## DATA RECORDS:
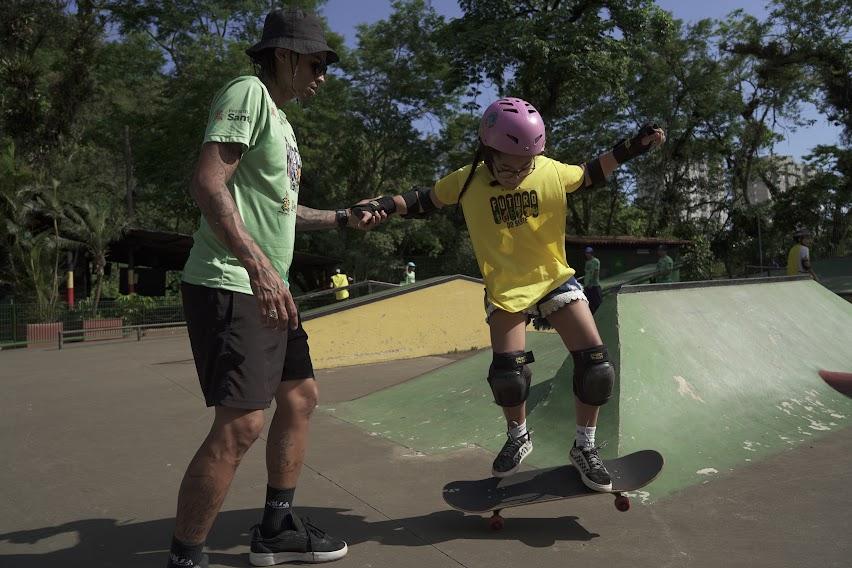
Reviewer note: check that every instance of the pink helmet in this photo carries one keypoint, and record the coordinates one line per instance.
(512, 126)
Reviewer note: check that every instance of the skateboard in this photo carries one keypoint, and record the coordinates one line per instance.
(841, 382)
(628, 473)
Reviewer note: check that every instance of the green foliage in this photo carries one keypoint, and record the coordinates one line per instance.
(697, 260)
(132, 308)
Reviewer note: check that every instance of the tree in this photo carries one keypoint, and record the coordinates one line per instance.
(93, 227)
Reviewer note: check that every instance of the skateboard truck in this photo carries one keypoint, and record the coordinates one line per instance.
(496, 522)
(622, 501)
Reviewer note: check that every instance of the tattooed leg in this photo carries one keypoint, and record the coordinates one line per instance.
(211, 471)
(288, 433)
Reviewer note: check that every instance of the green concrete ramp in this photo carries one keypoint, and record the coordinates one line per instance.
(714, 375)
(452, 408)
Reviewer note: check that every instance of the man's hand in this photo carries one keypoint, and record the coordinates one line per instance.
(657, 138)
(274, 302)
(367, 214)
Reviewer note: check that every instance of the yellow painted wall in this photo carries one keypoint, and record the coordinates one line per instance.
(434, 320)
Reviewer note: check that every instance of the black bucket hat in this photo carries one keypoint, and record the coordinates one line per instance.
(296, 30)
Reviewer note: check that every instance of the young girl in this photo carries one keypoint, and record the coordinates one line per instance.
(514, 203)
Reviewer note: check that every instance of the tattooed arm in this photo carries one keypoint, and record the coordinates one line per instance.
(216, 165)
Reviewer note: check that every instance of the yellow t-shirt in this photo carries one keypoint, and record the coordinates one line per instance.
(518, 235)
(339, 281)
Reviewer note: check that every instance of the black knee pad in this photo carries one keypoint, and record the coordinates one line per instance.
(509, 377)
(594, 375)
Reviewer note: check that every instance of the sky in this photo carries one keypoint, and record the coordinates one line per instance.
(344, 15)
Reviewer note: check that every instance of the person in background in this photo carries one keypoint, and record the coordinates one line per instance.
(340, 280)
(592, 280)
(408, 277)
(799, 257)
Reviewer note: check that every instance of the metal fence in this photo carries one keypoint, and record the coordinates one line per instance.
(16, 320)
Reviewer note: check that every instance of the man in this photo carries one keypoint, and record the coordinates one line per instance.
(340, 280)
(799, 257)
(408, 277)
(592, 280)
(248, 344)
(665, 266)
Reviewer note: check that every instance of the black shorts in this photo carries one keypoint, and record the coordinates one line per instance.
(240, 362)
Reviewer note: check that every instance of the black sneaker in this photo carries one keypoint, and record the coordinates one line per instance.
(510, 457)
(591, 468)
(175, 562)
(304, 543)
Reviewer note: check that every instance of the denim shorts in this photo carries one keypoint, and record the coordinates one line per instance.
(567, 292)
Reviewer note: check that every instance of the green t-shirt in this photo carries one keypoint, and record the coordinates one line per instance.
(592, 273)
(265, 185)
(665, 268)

## EXERCISE REQUIREMENTS:
Go through the data above and transcribe it in full, omitting any image.

## RESULT OF THIS TASK:
Reviewer note: check that every instance of the pink helmet in this photo carries one keypoint, and record the coordinates one line per instance.
(512, 126)
Reviewer note: check that every instance of the skateboard in this photo carries one keypoint, and record the coordinates one line per instance.
(841, 382)
(628, 473)
Reviewer note: check that every instance of the green foliage in this photo carries one keypoint, and record the coordinates one line per instance.
(697, 260)
(132, 308)
Reviewer note: check that every instance of the tree in this photo carries one keypoint, and record the coordinates one line per instance.
(93, 227)
Reviewer note: check that every instance of the skateboard truck in this photo carries one keypoint, and record the coordinates one line per instance.
(496, 522)
(622, 501)
Reviewer note: check that every instance of the tattooed leg in this photo carries one keypoint, and record the coordinates one line per instance.
(211, 471)
(288, 433)
Reviewer note: check that every instance of the green concrete ramp in this photo carries one keypoint, and record the coordinates one line per instance.
(714, 375)
(452, 408)
Reviewer note: check that every instance of the man's hand in this photo carries one keypoint, and record the coordinates one line per instance.
(657, 138)
(274, 302)
(367, 214)
Reviewer note: check that every instance of the yellow painted wall in this photo carries one keypoint, and record the coordinates one line per instance.
(434, 320)
Reviewer note: check that every instance of the black bucket hat in this photo carries one keypoint, and record the coordinates one line per instance.
(296, 30)
Reviewer note: check that every instance of the young girl in this photo carries one keypoint, and record the coordinates one line per instance.
(514, 203)
Reviewer note: check that every instance of the tattooed arm in this photo carries one keypoint, and record the coordinates one line per instance.
(216, 165)
Reviewer note: check that every instance of the yellow t-shirt in this photo carries one keypoint, and record the coordinates one line per instance.
(518, 235)
(339, 281)
Reviewer note: check that every instance of the black knee pad in this photo carries one keypoint, and record the coordinates one line per instance.
(509, 377)
(594, 375)
Reviewer note: check that every instance of the sky in this photo carries one keypoint, and record the coordinates one line per instance.
(344, 15)
Reviewer note: check that every instance of the person in background in this photo carries one keypoint, and record the coordinates one line per instance.
(340, 280)
(592, 280)
(408, 277)
(799, 257)
Reviewer note: check that every instance of the metal fence in this photo carries one keypoint, and record the coordinates one line per instance.
(16, 320)
Reviewer note: check that every instance of the man in this photo carries one keypoint, and record the coordinates one line per instance.
(340, 280)
(799, 257)
(408, 277)
(592, 280)
(248, 344)
(665, 266)
Reviewer note: check that every instance of the black shorts in this photo carries one keypoint, and record the coordinates one line per instance.
(240, 362)
Reviewer note: check that every instance of the black sneaker in this photo carries one keypoint, and record the coordinates one line per instance.
(510, 457)
(591, 468)
(175, 562)
(304, 543)
Reviewer note: check that every instance of the denim shorts in this photo carries one keypoint, and record the coordinates one line per instance.
(567, 292)
Reviewer note: check that every instance of the green t-shirt in this photo carries one keypoint, and record the coordinates one line per instance.
(592, 273)
(265, 185)
(665, 268)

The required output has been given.